(Entries from a point labeling set)
◇ ◇ ◇ ◇

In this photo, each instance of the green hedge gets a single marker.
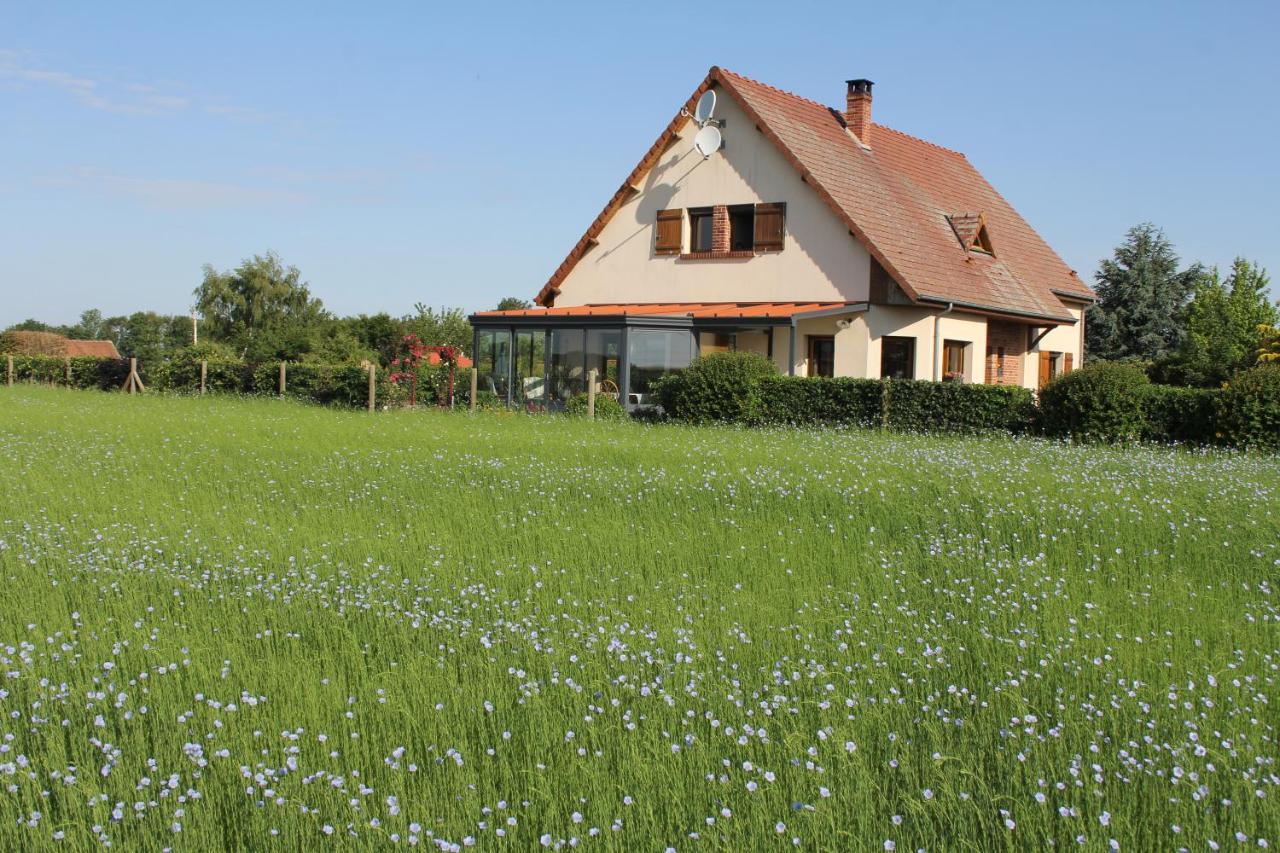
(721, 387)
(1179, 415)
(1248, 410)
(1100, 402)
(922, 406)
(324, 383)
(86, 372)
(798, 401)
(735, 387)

◇ ◇ ◇ ◇

*GOAL:* Extract every text line and coordinate pair from the entries above, reproducing each one verbatim and leaving the pictures out.

*COMPLETE OUTPUT:*
In this photo, each instance of the green hedge gets a single marker.
(721, 387)
(1179, 415)
(1248, 410)
(1100, 402)
(922, 406)
(324, 383)
(86, 372)
(798, 401)
(735, 387)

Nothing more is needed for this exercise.